TEXT SECTION =
== Segment start ==
CRYSTAL CITY, VA. — The shortage of primary care physicians schooled in caring for elderly patients will continue to worsen, according to an analysis of federal physician data.

“Our nation is facing a growing shortage of physicians for the care of adults,” Dr. Jack Colwill said at the 2008 Physician Workforce Research Conference. “We potentially will have limited ability to provide the sort of comprehensive and coordinated care we're talking about for the growing aging population.”

In a recent study, Dr. Colwill, professor emeritus of family and community medicine at the University of Missouri-Columbia, and colleagues looked at data from the 2003–2005 National Ambulatory Medical Care Survey to project what physician workloads might be in the future. The researchers predicted that by 2025 there will be a 29% increase in demand for physician visits by adults, fueled in part by the aging of the population (Health Aff. [Millwood] 2008;27:w232-41 [Epub doi: 10.1377/hlthaff.27.3.w232]).

“There have been dramatic changes in internal medicine, with [a more than] one-third drop in the numbers entering general internal medicine from the peak in 1998,” Dr. Colwill said at the conference, which was jointly sponsored by the Association of American Medical Colleges and Harvard Medical School.
== Segment end ==
RECORDED INFORMATION =
== Segment start ==
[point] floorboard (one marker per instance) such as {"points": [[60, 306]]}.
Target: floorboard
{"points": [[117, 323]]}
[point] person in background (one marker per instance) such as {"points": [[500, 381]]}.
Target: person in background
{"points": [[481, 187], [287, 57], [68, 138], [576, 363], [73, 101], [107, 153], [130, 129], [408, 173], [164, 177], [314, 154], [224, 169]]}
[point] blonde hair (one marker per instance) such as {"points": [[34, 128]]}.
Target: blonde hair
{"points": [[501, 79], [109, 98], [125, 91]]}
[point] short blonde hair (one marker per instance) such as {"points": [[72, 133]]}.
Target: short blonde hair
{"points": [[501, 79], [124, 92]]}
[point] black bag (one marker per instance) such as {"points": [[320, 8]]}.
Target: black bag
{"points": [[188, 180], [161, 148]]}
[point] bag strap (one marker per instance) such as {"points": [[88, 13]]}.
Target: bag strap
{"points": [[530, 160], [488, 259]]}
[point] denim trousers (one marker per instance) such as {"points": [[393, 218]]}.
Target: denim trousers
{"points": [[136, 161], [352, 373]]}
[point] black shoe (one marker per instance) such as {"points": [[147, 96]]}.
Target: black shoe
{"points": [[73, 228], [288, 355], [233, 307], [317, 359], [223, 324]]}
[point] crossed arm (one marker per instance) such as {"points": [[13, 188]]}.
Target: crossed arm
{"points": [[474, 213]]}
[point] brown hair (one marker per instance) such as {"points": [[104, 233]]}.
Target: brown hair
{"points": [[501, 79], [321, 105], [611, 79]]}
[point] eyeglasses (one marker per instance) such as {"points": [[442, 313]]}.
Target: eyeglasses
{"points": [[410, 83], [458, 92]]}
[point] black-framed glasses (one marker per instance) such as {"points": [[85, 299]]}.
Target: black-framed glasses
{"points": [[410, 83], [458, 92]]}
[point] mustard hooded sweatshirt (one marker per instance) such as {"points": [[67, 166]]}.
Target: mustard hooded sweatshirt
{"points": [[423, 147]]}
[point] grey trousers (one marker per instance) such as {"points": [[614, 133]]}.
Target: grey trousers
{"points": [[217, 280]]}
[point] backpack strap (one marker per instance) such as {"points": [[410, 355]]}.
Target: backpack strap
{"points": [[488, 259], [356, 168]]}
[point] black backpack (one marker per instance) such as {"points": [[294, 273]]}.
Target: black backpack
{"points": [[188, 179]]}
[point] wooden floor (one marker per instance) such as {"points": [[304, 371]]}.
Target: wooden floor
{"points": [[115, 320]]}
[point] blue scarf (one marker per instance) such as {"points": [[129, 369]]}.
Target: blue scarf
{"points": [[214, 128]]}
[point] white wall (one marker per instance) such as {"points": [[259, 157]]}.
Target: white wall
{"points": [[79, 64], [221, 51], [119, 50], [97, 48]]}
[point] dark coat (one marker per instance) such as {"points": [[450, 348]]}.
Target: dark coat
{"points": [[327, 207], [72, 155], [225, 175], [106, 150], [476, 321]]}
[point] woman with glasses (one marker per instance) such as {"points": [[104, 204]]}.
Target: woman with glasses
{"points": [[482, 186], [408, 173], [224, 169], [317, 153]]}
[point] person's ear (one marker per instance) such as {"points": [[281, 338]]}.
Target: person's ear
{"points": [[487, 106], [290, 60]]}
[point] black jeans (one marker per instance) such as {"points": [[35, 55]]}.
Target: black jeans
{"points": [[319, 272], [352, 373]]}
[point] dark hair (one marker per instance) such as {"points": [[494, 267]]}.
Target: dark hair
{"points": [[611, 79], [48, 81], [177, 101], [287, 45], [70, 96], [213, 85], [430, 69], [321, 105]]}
== Segment end ==
WORK INSTRUCTIONS = Transcribe the passage of the physician shortage article from "CRYSTAL CITY, VA." to "federal physician data.", word for word.

ANSWER SECTION =
CRYSTAL CITY, VA. — The shortage of primary care physicians schooled in caring for elderly patients will continue to worsen, according to an analysis of federal physician data.